(Point-labeling examples)
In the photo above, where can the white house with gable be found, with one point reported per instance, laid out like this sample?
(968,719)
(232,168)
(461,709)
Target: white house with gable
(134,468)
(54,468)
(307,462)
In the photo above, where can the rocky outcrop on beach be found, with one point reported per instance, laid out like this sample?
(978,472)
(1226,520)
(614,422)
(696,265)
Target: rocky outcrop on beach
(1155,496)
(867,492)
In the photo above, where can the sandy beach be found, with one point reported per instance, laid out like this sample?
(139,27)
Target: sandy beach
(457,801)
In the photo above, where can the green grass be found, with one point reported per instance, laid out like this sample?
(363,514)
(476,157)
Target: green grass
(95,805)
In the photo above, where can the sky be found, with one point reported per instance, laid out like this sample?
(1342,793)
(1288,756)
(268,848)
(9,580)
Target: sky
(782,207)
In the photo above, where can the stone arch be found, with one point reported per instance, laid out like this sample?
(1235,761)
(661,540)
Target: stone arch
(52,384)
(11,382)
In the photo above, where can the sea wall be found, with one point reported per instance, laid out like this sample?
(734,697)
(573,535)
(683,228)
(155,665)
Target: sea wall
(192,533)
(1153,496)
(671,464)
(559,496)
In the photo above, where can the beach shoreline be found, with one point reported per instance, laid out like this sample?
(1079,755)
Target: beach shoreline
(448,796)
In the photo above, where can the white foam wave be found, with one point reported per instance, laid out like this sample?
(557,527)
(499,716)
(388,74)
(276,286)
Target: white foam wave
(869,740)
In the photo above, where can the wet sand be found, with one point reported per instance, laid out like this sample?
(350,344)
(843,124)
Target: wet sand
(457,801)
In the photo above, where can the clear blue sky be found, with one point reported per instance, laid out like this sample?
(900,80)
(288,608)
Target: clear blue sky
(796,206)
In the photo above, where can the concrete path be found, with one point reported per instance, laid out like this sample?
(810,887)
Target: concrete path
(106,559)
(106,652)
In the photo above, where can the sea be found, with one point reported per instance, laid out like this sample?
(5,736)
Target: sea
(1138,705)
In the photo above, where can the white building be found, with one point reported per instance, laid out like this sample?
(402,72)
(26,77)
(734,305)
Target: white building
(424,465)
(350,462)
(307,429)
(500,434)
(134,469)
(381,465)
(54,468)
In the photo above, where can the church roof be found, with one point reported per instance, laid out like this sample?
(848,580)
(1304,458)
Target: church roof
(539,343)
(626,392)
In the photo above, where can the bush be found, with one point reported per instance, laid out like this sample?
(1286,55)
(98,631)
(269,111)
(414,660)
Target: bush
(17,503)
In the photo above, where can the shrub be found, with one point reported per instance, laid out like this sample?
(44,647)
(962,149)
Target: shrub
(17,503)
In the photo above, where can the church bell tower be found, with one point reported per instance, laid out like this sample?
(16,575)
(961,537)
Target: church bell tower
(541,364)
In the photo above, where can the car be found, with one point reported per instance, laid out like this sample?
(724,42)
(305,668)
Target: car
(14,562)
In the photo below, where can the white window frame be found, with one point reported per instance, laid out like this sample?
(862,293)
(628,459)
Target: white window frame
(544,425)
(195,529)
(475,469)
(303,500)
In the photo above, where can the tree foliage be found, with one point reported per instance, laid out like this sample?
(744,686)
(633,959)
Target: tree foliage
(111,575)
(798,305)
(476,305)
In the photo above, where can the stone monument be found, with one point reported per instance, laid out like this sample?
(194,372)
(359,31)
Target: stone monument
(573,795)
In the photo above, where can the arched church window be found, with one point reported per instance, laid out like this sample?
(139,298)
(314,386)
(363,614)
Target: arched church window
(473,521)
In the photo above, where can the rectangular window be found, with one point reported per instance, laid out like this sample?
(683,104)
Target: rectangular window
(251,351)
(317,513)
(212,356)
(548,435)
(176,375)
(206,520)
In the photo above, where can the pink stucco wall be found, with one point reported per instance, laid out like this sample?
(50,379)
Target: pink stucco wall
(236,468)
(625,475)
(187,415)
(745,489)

→ **GIVEN EXERCISE**: Lay out the lines above as a Markdown table with two columns, Row and Line. Number each row and omit any blank lines.

→ **FINISHED ANSWER**:
| Row | Line |
|---|---|
| 1 | In the photo above, where can the white house with gable be found, with one point reported per instance, laid out like this sample? |
| 2 | (968,719) |
| 3 | (232,168) |
| 4 | (461,709) |
| 5 | Target: white house with gable |
| 6 | (134,468) |
| 7 | (54,468) |
| 8 | (307,462) |
| 9 | In the photo above, where can the rocky outcrop on beach be found, with one point reported per instance, laid out like this sample? |
| 10 | (978,472) |
| 11 | (1226,520) |
| 12 | (614,422) |
| 13 | (696,265) |
| 14 | Target: rocky outcrop on beach |
| 15 | (1155,496) |
| 16 | (867,492) |
| 17 | In the photo above, where can the sandy beach be found, with one point reported per instance, laid out like this sample? |
| 18 | (139,27) |
| 19 | Target: sandy beach |
| 20 | (457,801) |
| 21 | In the photo above, where can the green grass be found, with one point reported per instance, laid out like this sample? |
| 22 | (363,514) |
| 23 | (476,157) |
| 24 | Target: green grass |
| 25 | (95,805) |
| 26 | In the photo above, where can the sky be found, with one point reported per instance, laid out like this sample? |
| 27 | (1342,793) |
| 28 | (1288,756) |
| 29 | (268,848) |
| 30 | (9,580) |
| 31 | Target: sky |
| 32 | (782,207) |
| 33 | In the photo above, where can the stone arch be found, with one point reported per instance, laid out like this sample? |
| 34 | (1235,761) |
| 35 | (661,540) |
| 36 | Target: stone arch |
| 37 | (52,384) |
| 38 | (11,382) |
| 39 | In the photo above, where can the sea wall be found, with one point reported per instance, laid out like this sample? |
| 40 | (734,697) |
| 41 | (573,535) |
| 42 | (683,228) |
| 43 | (155,665) |
| 44 | Target: sea wall |
| 45 | (192,533) |
| 46 | (1153,496) |
| 47 | (671,464) |
| 48 | (559,496) |
| 49 | In the photo above, where can the beach shoreline be found, with one point reported per instance, laid out like this sample? |
| 50 | (1079,755) |
| 51 | Target: beach shoreline |
| 52 | (448,796) |
| 53 | In the photo above, where can the white foam wave be found, with one point reported per instance, laid out like this sample? |
| 54 | (557,527) |
| 55 | (499,716) |
| 56 | (388,74) |
| 57 | (276,286) |
| 58 | Target: white foam wave |
| 59 | (869,740) |
| 60 | In the photo above, where can the wet sand be found, with one point reported per instance, laid out like this sample? |
| 61 | (350,344) |
| 62 | (843,124) |
| 63 | Target: wet sand |
| 64 | (457,801) |
| 65 | In the photo above, where can the clear blue sky be found, with one point reported per instance, laid out like this sample? |
| 66 | (900,80) |
| 67 | (288,608) |
| 68 | Target: clear blue sky |
| 69 | (796,206) |
| 70 | In the photo above, where can the concrete path be found, with one point reported per instance, laid out like this sample? |
| 71 | (810,887) |
| 72 | Target: concrete path |
| 73 | (106,559) |
| 74 | (106,652) |
| 75 | In the photo above, where can the sea be found, with one point reported per instance, laid out like this sample? |
| 76 | (5,736) |
| 77 | Target: sea |
| 78 | (1138,705) |
| 79 | In the photo above, where can the white building be found, with one point reported per instance, laid out like this sample? |
| 80 | (402,72) |
| 81 | (26,77) |
| 82 | (734,305) |
| 83 | Target: white building |
| 84 | (424,465) |
| 85 | (350,462) |
| 86 | (307,429) |
| 87 | (500,434) |
| 88 | (134,469) |
| 89 | (381,465) |
| 90 | (54,468) |
| 91 | In the photo above, where can the church roof be found, with one point reported per instance, laid out like this sample? |
| 92 | (848,580) |
| 93 | (1304,458) |
| 94 | Target: church roof |
| 95 | (539,343) |
| 96 | (626,392) |
| 97 | In the photo above, where can the bush be found, with one point reported per instance, laid out like this sample? |
| 98 | (1286,55) |
| 99 | (98,631) |
| 100 | (269,111) |
| 101 | (414,660) |
| 102 | Target: bush |
| 103 | (17,503) |
| 104 | In the photo above, where can the shrub be found, with one point reported per instance, laid out like this sample? |
| 105 | (44,647) |
| 106 | (962,149) |
| 107 | Target: shrub |
| 108 | (17,503) |
| 109 | In the photo above, where can the church bell tower be found, with one point reported per instance, laid out like this sample? |
| 110 | (16,575) |
| 111 | (961,537) |
| 112 | Target: church bell tower |
| 113 | (541,364) |
| 114 | In the photo above, where can the car be found, with one point reported per instance, laid out like this sample? |
| 115 | (724,42) |
| 116 | (305,668) |
| 117 | Target: car |
| 118 | (14,562) |
| 119 | In the photo below, where can the white window frame be found, with one point reported per instance, laid out like this sample? |
| 120 | (862,293) |
| 121 | (628,459) |
| 122 | Target: white window frame |
| 123 | (544,425) |
| 124 | (195,529) |
| 125 | (475,469) |
| 126 | (303,500) |
| 127 | In the photo above, where can the tree foliage be found, with one point reported per instance, laid out like this sample? |
| 128 | (744,686) |
| 129 | (633,959) |
| 130 | Target: tree foliage |
| 131 | (111,575) |
| 132 | (798,305) |
| 133 | (476,305) |
| 134 | In the photo above, where can the stone monument be found, with one point reported per instance, laid out like this sample? |
| 135 | (194,372) |
| 136 | (359,31) |
| 137 | Target: stone monument |
| 138 | (573,795) |
| 139 | In the photo above, where can the arched church window be found, with one point reported per instance, laid out like this sample? |
| 140 | (139,298) |
| 141 | (314,386) |
| 142 | (363,614) |
| 143 | Target: arched church window |
| 144 | (473,521) |
| 145 | In the photo above, where can the rectangular window be found, with one point reported per instance, laid out like this sample? |
| 146 | (683,104) |
| 147 | Target: rectangular window |
| 148 | (251,351) |
| 149 | (317,513) |
| 150 | (212,356) |
| 151 | (548,435) |
| 152 | (176,375) |
| 153 | (206,520) |
| 154 | In the photo above, where can the pink stucco wall be found, with one point reported per instance, laid out like this sample? |
| 155 | (50,379) |
| 156 | Target: pink stucco wall |
| 157 | (236,468) |
| 158 | (625,475) |
| 159 | (187,415) |
| 160 | (745,489) |